## SOURCE EXTRACT
Good morning and happy 2007 to you and yours.

We had a beautiful Christmas here in Jolly 'Ole
England. Christmas Eve, we lunched with Santa at The
Queens Hotel, the venerable and fussy hotel in town.
It was quite festive with Christmas crackers and paper
crowns. Later that afternoon we went to church and
the Brits confused us once again. They were all in
jeans. Now. What was THAT all about? Cheltenham is
much dressier than I can usually manage and then when
I do dress up, everyone is in jeans? Christmas day
was divine. We spent the entire day in pajamas and
only got dressed when it was time to visit friends for
drinks and dessert. It was a peaceful day. New Years
Eve was difficult for all of us and was easily our
toughest day in terms of homesickness. We spent the
early evening at the most tedious dinner party, which
ended up being a blessing in disguise: we were all
thrilled to come home, get comfy and ring in the New
Year by watching 2006's Most Annoying People on t.v.
How Kate Moss's emaciated and rotten toothed boyfriend
could have annoyed more people than George Bush in
2006 is beyond me.

## WHAT TO WORK ON
Answer these questions about the holiday letter above:
(a) Where did the family have lunch with Santa on Christmas Eve?
(b) What were the people at church wearing?
(c) What television program did the family watch to ring in the New Year?

## RAW DATA
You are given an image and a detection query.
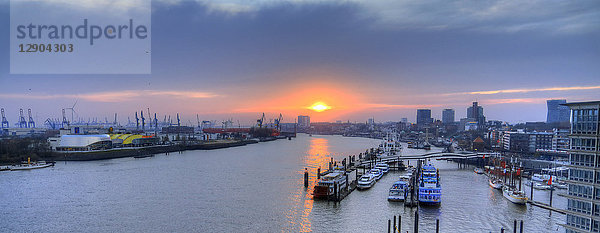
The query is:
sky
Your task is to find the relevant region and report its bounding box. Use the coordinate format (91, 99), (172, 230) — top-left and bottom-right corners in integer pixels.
(0, 0), (600, 125)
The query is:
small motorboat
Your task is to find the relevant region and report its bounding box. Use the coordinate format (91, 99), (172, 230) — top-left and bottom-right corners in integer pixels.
(368, 168), (383, 180)
(388, 180), (408, 201)
(502, 186), (528, 205)
(375, 163), (390, 173)
(488, 179), (502, 189)
(356, 173), (376, 189)
(533, 182), (554, 190)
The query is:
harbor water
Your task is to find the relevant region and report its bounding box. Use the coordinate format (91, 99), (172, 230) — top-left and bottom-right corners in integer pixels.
(0, 134), (566, 232)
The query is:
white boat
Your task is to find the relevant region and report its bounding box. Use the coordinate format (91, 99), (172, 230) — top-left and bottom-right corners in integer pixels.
(378, 132), (402, 157)
(356, 173), (376, 189)
(502, 186), (528, 205)
(531, 173), (550, 183)
(488, 178), (502, 189)
(552, 182), (569, 189)
(368, 168), (383, 180)
(375, 163), (390, 173)
(533, 182), (552, 190)
(10, 162), (54, 171)
(388, 180), (408, 201)
(313, 170), (347, 199)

## ANSWER SECTION
(a) The Queens Hotel
(b) Jeans
(c) 2006's Most Annoying People